*EXERCISE REQUIREMENTS*.
[a] In the article on the proposed BioLife plasma center, how many donor beds does each plasma center have?
[b] From the article on the proposed BioLife plasma center, write out the passage from "BioLife Plasma Services is" up to and including "Medical Arts District.", word for word.

*TEXT SEGMENT*.
--

An international biotech firm has filed preliminary plans to build a 15,210-square-foot plasma center within walking distance of the new Tupperware SunRail station and Orlando Health emergency room.
BioLife Plasma Services is eyeing a 3-acre outparcel in the Gateway Station Shopping Center, a Walmart-anchored power center on Osceola Parkway and Michigan Avenue. Company officials told GrowthSpotter the project is not yet a done deal.
Belinda Kirkegard, Kissimmee's economic development director, said the location next to SunRail would be perfect for a blood and plasma donation center, even though it's outside of the city's Medical Arts District.
"Often times when we think of medical companies we automatically leap to the traditional sites, like hospitals and clinics, but there's so much more, including medical support providers like the company our Development Review Committee sat with (Tuesday) morning - BioLife Plasma Services," she said. "This company brings a medical service line, as well as high value medical jobs to our community. We genuinely appreciate investments like this, which grow our Kissimmee medical ecosystem."
BioLife operates and maintains numerous stand-alone plasma collection facilities throughout the United States, including one that opened last year in Casselberry. Those centers collect around 5 million liters of plasma per year.
BioLife typically spends about $7 million on each new plasma center. A standard 15,000-square-foot center, like the one proposed in Kissimmee, would employ between 50-70 people and pay up to $2 million per year to plasma donors.
Each plasma center has 60-72 donor beds and a free supervised playroom for children ages 6 months to 12 years.
The company is a subsidiary of Shire, a leading global
biotechnology company focused on serving people affected by rare
diseases and highly specialized conditions.

--

*DATA*.

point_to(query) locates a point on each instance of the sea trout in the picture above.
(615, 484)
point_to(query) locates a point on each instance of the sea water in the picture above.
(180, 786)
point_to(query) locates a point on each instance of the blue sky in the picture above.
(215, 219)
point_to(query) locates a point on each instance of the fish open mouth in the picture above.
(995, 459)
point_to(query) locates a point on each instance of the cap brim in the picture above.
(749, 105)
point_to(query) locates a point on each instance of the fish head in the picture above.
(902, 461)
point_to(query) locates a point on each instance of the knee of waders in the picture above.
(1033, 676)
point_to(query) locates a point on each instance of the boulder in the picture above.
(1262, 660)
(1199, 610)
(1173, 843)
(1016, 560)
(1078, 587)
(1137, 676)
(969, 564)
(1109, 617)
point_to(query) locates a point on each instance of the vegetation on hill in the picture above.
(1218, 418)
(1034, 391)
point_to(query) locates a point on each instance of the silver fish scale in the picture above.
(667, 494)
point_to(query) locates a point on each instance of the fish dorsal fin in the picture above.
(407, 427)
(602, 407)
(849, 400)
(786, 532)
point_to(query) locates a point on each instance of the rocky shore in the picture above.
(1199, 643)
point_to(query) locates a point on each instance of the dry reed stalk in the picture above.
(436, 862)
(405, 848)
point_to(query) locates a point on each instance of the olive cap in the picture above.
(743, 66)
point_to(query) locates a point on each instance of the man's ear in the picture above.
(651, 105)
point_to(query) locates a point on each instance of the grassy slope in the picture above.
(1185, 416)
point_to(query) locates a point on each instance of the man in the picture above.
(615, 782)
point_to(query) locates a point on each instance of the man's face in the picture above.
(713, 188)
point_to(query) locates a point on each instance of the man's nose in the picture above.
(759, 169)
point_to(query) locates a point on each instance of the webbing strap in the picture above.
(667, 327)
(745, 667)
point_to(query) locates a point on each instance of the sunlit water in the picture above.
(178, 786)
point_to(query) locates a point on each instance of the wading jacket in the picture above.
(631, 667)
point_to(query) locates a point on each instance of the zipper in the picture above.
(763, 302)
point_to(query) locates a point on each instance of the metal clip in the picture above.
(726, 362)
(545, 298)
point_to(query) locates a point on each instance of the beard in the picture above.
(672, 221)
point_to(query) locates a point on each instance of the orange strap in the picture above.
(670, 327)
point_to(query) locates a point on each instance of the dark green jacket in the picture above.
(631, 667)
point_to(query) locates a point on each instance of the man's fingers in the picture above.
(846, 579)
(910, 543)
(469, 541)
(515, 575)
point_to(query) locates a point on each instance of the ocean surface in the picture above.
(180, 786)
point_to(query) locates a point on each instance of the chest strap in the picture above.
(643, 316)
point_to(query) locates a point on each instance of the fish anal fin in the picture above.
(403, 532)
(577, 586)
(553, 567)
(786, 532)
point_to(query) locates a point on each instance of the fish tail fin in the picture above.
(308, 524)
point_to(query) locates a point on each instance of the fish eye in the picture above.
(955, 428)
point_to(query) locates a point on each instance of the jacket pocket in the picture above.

--

*ANSWERS FOR THIS EXERCISE*.
[a] Each plasma center has 60 to 72 donor beds.

[b]
BioLife Plasma Services is eyeing a 3-acre outparcel in the Gateway Station Shopping Center, a Walmart-anchored power center on Osceola Parkway and Michigan Avenue. Company officials told GrowthSpotter the project is not yet a done deal.
Belinda Kirkegard, Kissimmee's economic development director, said the location next to SunRail would be perfect for a blood and plasma donation center, even though it's outside of the city's Medical Arts District.